Goals:
1) Answer these from the Yellowbrick simulation infrastructure text:
(a) How many engineers are on the logic team?
(b) What test methodology has modern simulation infrastructure development adopted?
(c) What document does the logic group's development cycle start with?
2) The Yellowbrick simulation infrastructure text describes the conditions under which a product had to be delivered. List each of them.

Motivation
The logic team at Yellowbrick is responsible for the design and validation of silicon accelerators that are part of the on-premises Yellowbrick Data Warehouse offering. We are a small team of three engineers – two of us responsible for design and one responsible for simulation validation.
A fast, flexible, and efficient logic simulation infrastructure is an extremely important component of chip development – it enables you to thoroughly test and validate the design in simulation, which in turn makes hardware bring-up relatively painless. Logic simulation is the preferred environment to find and fix bugs because it is a controlled environment where you have 100% visibility into all of the chip states. The turnaround time from finding a bug to being able to debug and fix it is also orders of magnitude shorter in simulation.
Modern simulation infrastructure development has adopted a constrained random test methodology. A well-constructed and flexible constrained random simulation environment should allow for the creation of directed tests as needed. In addition to being efficient, the environment also must be fast to allow engineers to run interactive simulations to test new code or to debug and fix a failure.
Constraints
We needed to work within the constraints of a start-up while embarking on the development of simulation infrastructure. A product needed to be delivered under very aggressive schedules, with a small team, and with minimal spend on tool licensing. We didn’t have the luxury of buying a large number of logic simulation licenses or other auxiliary tools.
So, it was imperative for us to find alternate solutions to achieve our goals – developing the tools, techniques, and methods to maximize the use of these expensive resources to meet our deliverables. The word “maximize” only half conveys what we needed to do. We also needed to make the process of development and debugging efficiently so we could rapidly debug issues that are found in simulation or during hardware tests.
Development Cycle
It is useful to outline the development cycle that the logic group goes through before highlighting the work that’s been done to build a fast, flexible, and efficient simulation environment.
We start with a requirements specification for the silicon accelerator and then work with the software team to come up with a detailed architecture specification. This specification includes all the information that the software and simulation engineers need to drive the accelerator and parse the output or results produced by the accelerator.

[Dataset rows]

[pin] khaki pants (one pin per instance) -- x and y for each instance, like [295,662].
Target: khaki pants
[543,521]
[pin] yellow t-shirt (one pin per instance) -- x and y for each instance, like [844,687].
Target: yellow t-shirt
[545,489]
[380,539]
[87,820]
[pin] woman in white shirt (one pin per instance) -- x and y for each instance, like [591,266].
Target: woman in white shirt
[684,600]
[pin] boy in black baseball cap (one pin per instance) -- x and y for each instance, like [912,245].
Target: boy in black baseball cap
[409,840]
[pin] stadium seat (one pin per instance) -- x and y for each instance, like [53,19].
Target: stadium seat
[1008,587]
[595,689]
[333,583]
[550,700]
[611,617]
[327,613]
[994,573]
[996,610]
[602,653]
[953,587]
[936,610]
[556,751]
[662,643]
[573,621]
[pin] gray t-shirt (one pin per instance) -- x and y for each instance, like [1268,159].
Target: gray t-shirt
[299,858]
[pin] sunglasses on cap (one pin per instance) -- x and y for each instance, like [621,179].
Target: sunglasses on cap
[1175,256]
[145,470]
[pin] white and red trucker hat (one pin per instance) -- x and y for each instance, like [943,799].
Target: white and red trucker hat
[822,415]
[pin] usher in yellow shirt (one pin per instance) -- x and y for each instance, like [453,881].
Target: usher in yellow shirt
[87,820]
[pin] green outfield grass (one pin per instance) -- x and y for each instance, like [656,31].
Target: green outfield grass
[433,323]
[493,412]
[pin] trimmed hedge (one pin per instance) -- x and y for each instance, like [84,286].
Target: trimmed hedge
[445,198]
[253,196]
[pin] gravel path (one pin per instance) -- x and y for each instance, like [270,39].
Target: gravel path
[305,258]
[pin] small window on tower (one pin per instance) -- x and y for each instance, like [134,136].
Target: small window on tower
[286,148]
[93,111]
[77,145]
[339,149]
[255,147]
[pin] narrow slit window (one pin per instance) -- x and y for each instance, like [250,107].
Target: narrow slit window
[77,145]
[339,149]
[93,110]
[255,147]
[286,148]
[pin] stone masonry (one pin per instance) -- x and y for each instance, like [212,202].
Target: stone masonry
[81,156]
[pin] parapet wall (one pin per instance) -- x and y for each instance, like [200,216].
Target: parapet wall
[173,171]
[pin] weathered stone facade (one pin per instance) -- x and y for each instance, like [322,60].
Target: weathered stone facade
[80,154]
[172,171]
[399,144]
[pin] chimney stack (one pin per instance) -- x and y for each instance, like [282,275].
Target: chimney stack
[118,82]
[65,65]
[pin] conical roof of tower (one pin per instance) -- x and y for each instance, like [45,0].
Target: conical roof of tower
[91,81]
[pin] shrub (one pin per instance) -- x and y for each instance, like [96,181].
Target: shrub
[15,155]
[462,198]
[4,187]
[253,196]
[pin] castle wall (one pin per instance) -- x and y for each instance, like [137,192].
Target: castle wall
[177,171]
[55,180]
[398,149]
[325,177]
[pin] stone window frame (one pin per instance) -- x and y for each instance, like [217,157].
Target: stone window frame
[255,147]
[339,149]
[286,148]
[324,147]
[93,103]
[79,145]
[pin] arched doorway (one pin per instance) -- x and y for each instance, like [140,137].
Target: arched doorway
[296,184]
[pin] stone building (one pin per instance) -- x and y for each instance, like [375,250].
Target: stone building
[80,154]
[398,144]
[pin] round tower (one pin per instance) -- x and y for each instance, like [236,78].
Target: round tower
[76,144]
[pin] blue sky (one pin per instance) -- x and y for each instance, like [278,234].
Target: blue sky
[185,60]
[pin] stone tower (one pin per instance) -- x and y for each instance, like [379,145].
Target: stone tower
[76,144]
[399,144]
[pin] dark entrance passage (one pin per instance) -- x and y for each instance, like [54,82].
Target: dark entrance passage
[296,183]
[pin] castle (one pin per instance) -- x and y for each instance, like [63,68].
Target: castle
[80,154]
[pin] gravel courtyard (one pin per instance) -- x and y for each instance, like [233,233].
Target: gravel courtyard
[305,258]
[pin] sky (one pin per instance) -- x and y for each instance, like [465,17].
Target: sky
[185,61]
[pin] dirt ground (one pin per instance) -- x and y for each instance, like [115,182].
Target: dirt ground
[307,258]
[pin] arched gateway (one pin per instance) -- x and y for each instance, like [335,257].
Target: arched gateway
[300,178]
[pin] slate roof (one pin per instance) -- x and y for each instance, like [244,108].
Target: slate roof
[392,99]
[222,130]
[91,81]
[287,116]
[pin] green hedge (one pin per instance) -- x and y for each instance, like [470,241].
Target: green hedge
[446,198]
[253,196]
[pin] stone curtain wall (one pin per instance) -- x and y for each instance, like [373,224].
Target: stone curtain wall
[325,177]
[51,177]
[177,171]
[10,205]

Worked solutions:
1)
(a) Three
(b) A constrained random test methodology
(c) A requirements specification for the silicon accelerator

2)
- Very aggressive schedules
- A small team
- Minimal spend on tool licensing